Per favore, modifica il passo dell'estratto da «Pertanto la totale» a «mezzo della pandemia.» e riportalo sostituendo «un anno e mezzo» con «due anni».

Estratto del documento:
>>>

Ritengo a tal proposito che se vivessimo in una società regolata da uno Stato che mettesse al primo posto la salute pubblica, per tale salute collettiva sarebbero più che giusti anche i metodi impositivi da socialismo da caserma. Ma nel nostro caso, l’emergenza virus non giustifica certo tutto quello che hanno fatto o non hanno fatto ben due governi bipartisan, uno più reazionario e al servizio dei potentati finanziari e multinazionali dell’altro.
Pertanto la totale mancanza di critica sul versante della gestione della pandemia, che vada oltre le sacrosante rivendicazioni sulla sanità pubblica e di territorio, le assunzioni, i trasporti e via dicendo, rappresenta un vulnus per la sinistra rivoluzionaria e di classe, poiché rivela l’incomprensione su quanto sta accadendo in Italia e nel mondo da oltre un anno e mezzo, sull’acellerata autoritaria per mezzo della pandemia.

<<<

I dati:
>>>

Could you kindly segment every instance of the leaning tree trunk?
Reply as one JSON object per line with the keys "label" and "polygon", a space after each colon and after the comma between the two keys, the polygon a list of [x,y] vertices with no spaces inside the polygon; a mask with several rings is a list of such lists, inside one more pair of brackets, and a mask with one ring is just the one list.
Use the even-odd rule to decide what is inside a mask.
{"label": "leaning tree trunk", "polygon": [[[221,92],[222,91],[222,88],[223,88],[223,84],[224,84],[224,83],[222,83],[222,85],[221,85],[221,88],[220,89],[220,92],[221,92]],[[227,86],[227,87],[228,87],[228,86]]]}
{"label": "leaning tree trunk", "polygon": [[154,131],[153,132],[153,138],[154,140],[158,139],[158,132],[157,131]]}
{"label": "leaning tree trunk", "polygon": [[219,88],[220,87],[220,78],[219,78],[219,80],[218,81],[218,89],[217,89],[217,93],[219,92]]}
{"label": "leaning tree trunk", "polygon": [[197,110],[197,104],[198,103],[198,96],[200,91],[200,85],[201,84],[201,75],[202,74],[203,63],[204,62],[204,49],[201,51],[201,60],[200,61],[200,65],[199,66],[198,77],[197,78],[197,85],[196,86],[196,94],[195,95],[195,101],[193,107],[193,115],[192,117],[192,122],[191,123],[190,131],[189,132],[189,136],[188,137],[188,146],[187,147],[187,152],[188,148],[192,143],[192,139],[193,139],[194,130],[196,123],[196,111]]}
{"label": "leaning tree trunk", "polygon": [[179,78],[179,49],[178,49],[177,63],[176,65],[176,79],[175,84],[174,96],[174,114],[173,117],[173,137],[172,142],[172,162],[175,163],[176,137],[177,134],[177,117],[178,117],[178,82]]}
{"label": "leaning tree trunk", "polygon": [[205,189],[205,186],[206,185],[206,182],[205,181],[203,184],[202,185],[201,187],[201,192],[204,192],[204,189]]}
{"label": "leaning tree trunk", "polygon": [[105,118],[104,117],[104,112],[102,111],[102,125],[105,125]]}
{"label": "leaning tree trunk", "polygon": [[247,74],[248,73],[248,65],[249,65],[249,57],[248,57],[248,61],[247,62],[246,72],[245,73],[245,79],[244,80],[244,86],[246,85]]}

<<<

Risultato:
Pertanto la totale mancanza di critica sul versante della gestione della pandemia, che vada oltre le sacrosante rivendicazioni sulla sanità pubblica e di territorio, le assunzioni, i trasporti e via dicendo, rappresenta un vulnus per la sinistra rivoluzionaria e di classe, poiché rivela l’incomprensione su quanto sta accadendo in Italia e nel mondo da oltre due anni, sull’acellerata autoritaria per mezzo della pandemia.